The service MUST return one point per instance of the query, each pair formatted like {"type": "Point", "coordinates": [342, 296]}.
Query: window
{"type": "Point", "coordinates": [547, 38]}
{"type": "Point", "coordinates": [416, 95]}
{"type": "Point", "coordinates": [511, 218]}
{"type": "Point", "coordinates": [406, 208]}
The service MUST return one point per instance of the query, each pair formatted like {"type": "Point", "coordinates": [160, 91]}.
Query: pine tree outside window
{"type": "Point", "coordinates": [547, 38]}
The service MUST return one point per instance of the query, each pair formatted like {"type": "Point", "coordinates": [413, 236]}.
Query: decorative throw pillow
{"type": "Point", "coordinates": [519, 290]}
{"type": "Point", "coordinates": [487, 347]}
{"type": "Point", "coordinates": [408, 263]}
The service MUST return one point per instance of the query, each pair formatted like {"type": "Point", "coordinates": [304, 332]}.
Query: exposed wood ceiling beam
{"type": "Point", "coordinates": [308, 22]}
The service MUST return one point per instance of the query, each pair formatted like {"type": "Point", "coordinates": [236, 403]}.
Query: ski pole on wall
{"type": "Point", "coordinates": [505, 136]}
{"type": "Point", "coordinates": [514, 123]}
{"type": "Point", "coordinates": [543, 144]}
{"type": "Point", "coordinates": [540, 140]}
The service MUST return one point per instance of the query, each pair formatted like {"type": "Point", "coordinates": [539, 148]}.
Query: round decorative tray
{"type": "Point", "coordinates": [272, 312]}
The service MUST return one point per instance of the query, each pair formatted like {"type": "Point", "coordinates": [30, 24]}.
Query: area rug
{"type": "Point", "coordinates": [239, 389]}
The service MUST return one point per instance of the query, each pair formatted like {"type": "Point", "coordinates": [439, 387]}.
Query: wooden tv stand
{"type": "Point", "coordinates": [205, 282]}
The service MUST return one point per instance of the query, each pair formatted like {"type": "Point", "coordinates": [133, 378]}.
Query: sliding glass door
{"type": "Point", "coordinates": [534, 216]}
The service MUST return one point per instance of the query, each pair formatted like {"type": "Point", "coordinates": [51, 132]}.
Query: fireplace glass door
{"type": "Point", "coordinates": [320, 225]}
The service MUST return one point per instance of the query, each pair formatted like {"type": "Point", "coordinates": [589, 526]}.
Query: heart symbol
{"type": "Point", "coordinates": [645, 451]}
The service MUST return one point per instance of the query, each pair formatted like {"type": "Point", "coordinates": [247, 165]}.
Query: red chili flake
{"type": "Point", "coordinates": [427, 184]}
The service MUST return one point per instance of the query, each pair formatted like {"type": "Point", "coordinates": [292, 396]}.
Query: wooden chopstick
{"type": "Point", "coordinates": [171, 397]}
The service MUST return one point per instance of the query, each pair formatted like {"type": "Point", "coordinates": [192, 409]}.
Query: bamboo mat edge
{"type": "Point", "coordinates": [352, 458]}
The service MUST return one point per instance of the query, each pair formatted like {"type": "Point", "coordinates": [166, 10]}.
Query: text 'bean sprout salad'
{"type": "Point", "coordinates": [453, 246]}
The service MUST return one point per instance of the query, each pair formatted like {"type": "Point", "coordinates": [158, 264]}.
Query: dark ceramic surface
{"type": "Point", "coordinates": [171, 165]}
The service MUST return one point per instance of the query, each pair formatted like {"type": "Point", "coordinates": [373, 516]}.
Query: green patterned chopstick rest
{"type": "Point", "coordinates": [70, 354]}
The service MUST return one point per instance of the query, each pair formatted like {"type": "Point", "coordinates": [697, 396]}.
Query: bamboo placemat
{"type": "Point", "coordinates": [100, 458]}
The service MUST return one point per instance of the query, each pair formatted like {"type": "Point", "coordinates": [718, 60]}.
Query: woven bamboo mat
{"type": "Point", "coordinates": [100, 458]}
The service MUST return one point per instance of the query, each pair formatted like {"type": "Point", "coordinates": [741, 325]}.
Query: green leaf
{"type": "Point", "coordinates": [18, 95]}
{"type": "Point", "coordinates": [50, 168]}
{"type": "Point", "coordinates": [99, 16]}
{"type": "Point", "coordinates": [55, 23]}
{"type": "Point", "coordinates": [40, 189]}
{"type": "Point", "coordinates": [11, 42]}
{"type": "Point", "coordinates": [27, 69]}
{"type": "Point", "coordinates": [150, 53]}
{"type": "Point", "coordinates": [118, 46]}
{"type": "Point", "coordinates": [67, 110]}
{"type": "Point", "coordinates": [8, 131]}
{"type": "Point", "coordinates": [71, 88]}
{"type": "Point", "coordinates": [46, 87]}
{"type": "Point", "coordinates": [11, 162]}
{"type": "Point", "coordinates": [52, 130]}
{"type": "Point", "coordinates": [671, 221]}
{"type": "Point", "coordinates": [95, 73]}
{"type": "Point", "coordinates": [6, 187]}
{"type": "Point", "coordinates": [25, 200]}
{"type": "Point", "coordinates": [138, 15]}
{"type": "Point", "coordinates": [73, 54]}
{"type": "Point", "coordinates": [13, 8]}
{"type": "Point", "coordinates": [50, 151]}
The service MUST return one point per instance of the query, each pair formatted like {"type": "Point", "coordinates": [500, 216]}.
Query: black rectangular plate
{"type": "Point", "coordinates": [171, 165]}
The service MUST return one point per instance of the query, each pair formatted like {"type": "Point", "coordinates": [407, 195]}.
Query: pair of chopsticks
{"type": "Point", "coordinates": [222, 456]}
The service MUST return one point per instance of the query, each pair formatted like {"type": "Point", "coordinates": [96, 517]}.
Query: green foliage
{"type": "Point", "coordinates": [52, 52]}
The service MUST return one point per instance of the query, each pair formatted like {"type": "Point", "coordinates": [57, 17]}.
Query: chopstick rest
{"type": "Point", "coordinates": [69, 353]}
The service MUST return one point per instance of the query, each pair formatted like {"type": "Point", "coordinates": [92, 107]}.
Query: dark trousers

GIVEN INSTRUCTION: Reproduce every line of the material above exactly.

OUTPUT FOR THIS TASK:
The service MUST return one point per instance of the query, each pair formatted like {"type": "Point", "coordinates": [342, 296]}.
Query: window
{"type": "Point", "coordinates": [547, 38]}
{"type": "Point", "coordinates": [416, 95]}
{"type": "Point", "coordinates": [511, 218]}
{"type": "Point", "coordinates": [406, 208]}
The service MUST return one point per instance of the query, each pair formatted like {"type": "Point", "coordinates": [160, 91]}.
Query: pine tree outside window
{"type": "Point", "coordinates": [547, 38]}
The service MUST return one point per instance of the query, each pair formatted like {"type": "Point", "coordinates": [413, 236]}.
Query: decorative throw pillow
{"type": "Point", "coordinates": [519, 290]}
{"type": "Point", "coordinates": [487, 347]}
{"type": "Point", "coordinates": [408, 263]}
The service MUST return one point per instance of the query, each pair formatted like {"type": "Point", "coordinates": [304, 332]}.
Query: exposed wood ceiling beam
{"type": "Point", "coordinates": [308, 22]}
The service MUST return one point per instance of the query, each pair formatted like {"type": "Point", "coordinates": [236, 403]}.
Query: ski pole on wall
{"type": "Point", "coordinates": [505, 136]}
{"type": "Point", "coordinates": [514, 123]}
{"type": "Point", "coordinates": [543, 144]}
{"type": "Point", "coordinates": [540, 140]}
The service MUST return one point per instance of the query, each pair formatted like {"type": "Point", "coordinates": [539, 148]}.
Query: round decorative tray
{"type": "Point", "coordinates": [272, 312]}
The service MUST return one point per instance of the query, each pair formatted like {"type": "Point", "coordinates": [30, 24]}.
Query: area rug
{"type": "Point", "coordinates": [239, 389]}
The service MUST return one point per instance of the query, each pair formatted like {"type": "Point", "coordinates": [439, 387]}.
Query: wooden tv stand
{"type": "Point", "coordinates": [205, 282]}
The service MUST return one point per instance of the query, each pair formatted like {"type": "Point", "coordinates": [133, 378]}.
Query: sliding glass door
{"type": "Point", "coordinates": [534, 216]}
The service MUST return one point per instance of the query, each pair formatted like {"type": "Point", "coordinates": [51, 132]}.
Query: fireplace glass door
{"type": "Point", "coordinates": [320, 225]}
The service MUST return one point per instance of the query, each pair formatted like {"type": "Point", "coordinates": [589, 526]}.
Query: heart symbol
{"type": "Point", "coordinates": [645, 451]}
The service MUST return one point per instance of the query, each pair formatted like {"type": "Point", "coordinates": [247, 165]}.
Query: red chili flake
{"type": "Point", "coordinates": [427, 184]}
The service MUST return one point per instance of the query, each pair formatted like {"type": "Point", "coordinates": [292, 396]}.
Query: wooden chopstick
{"type": "Point", "coordinates": [171, 397]}
The service MUST return one point per instance of the query, each pair formatted like {"type": "Point", "coordinates": [192, 409]}.
Query: bamboo mat edge
{"type": "Point", "coordinates": [352, 458]}
The service MUST return one point per instance of the query, each pair formatted like {"type": "Point", "coordinates": [166, 10]}.
Query: text 'bean sprout salad'
{"type": "Point", "coordinates": [453, 246]}
The service MUST return one point per instance of the query, each pair formatted like {"type": "Point", "coordinates": [158, 264]}.
Query: dark ceramic surface
{"type": "Point", "coordinates": [171, 165]}
The service MUST return one point per instance of the query, each pair formatted like {"type": "Point", "coordinates": [373, 516]}.
Query: green patterned chopstick rest
{"type": "Point", "coordinates": [70, 354]}
The service MUST return one point per instance of the query, each pair formatted like {"type": "Point", "coordinates": [697, 396]}.
Query: bamboo placemat
{"type": "Point", "coordinates": [100, 458]}
The service MUST return one point per instance of the query, each pair formatted like {"type": "Point", "coordinates": [718, 60]}.
Query: woven bamboo mat
{"type": "Point", "coordinates": [100, 458]}
The service MUST return one point per instance of the query, each pair formatted like {"type": "Point", "coordinates": [741, 325]}.
Query: green leaf
{"type": "Point", "coordinates": [18, 95]}
{"type": "Point", "coordinates": [50, 168]}
{"type": "Point", "coordinates": [99, 16]}
{"type": "Point", "coordinates": [55, 23]}
{"type": "Point", "coordinates": [40, 189]}
{"type": "Point", "coordinates": [11, 42]}
{"type": "Point", "coordinates": [27, 69]}
{"type": "Point", "coordinates": [150, 53]}
{"type": "Point", "coordinates": [118, 46]}
{"type": "Point", "coordinates": [67, 110]}
{"type": "Point", "coordinates": [8, 131]}
{"type": "Point", "coordinates": [71, 88]}
{"type": "Point", "coordinates": [46, 87]}
{"type": "Point", "coordinates": [11, 162]}
{"type": "Point", "coordinates": [52, 130]}
{"type": "Point", "coordinates": [671, 221]}
{"type": "Point", "coordinates": [95, 73]}
{"type": "Point", "coordinates": [6, 187]}
{"type": "Point", "coordinates": [25, 200]}
{"type": "Point", "coordinates": [138, 15]}
{"type": "Point", "coordinates": [73, 54]}
{"type": "Point", "coordinates": [13, 8]}
{"type": "Point", "coordinates": [50, 151]}
The service MUST return one point per instance of the query, each pair formatted like {"type": "Point", "coordinates": [500, 216]}.
Query: black rectangular plate
{"type": "Point", "coordinates": [171, 165]}
The service MUST return one point per instance of the query, each pair formatted like {"type": "Point", "coordinates": [407, 195]}.
Query: pair of chopsticks
{"type": "Point", "coordinates": [222, 456]}
The service MUST return one point per instance of the query, each pair formatted like {"type": "Point", "coordinates": [96, 517]}.
Query: green foliage
{"type": "Point", "coordinates": [52, 52]}
The service MUST return one point per instance of the query, each pair formatted like {"type": "Point", "coordinates": [57, 17]}.
Query: chopstick rest
{"type": "Point", "coordinates": [69, 353]}
The service MUST return one point per instance of the query, each pair formatted like {"type": "Point", "coordinates": [92, 107]}.
Query: dark trousers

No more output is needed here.